* [Qué harás]
(1) Según el fragmento sobre El fin del Homo sovieticus, ¿quién hizo la traducción del libro?
(2) Pasa al inglés esta oración del fragmento sobre El fin del Homo sovieticus: "El comunismo quiso transformar al hombre, convertirlo en un Homo sovieticus."
(3) Enumera los momentos de los que la autora recoge testimonios, según el fragmento sobre El fin del Homo sovieticus.

* [Fragmento del texto]
Svetlana Aleksiévih. El fin del Homo sovieticus.

junio 6, 2022

Svetlana Aleksiévih, El fin del Homo sovieticus
Acantilado, 2015. 650 páginas.
Trad. Jorge Ferrer Díaz.

El comunismo quiso transformar al hombre, convertirlo en un Homo sovieticus. Cuando llegó la perestroika cambió la sociedad de un día para otro y entonces ¿Qué hacer con ese hombre? La autora recoge testimonios del antes, del durante y del después y conforma un retrato estremecedor de un mundo que intentó lo imposible y no lo consiguió.

* [Entradas sin procesar]
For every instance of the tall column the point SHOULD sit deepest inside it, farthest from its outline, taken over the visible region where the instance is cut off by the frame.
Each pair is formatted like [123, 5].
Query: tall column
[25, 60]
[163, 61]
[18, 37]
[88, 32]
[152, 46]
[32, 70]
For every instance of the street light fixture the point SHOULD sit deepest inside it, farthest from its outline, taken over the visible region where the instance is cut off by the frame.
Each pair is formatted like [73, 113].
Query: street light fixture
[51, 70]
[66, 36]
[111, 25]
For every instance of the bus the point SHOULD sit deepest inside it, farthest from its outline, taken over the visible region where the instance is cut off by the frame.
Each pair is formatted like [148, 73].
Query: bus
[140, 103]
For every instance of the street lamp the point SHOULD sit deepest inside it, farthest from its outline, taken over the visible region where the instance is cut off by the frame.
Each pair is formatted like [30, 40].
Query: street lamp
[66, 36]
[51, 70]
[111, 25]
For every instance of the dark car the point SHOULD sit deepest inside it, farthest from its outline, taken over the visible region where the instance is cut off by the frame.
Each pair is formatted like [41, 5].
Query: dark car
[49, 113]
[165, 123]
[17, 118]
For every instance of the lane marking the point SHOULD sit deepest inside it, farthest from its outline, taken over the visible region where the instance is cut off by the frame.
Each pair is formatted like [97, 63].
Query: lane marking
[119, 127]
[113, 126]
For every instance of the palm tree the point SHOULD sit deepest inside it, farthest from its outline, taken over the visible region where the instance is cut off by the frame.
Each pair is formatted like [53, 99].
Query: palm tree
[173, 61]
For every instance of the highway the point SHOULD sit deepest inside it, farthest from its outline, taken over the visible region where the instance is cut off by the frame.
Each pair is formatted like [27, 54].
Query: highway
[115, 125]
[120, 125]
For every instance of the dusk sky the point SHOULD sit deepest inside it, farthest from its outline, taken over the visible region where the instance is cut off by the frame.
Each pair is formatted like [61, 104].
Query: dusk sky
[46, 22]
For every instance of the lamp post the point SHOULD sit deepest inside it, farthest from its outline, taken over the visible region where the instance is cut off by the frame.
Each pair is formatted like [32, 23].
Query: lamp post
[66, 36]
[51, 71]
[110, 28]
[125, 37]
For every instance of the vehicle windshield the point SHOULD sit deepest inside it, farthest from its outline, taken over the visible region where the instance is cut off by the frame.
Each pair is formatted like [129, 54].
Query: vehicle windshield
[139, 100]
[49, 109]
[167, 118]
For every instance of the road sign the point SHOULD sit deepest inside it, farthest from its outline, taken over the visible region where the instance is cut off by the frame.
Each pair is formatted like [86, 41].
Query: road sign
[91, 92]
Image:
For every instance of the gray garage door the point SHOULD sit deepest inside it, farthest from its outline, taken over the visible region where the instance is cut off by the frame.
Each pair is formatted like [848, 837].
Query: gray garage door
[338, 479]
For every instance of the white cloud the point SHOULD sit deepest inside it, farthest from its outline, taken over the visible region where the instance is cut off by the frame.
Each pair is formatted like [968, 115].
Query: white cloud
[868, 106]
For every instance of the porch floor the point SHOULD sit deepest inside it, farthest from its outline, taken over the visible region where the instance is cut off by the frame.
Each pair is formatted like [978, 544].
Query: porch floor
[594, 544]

* [Resultados obtenidos]
(1) Jorge Ferrer Díaz.

(2) Communism sought to transform man, to turn him into a Homo sovieticus.

(3) El antes, el durante y el después.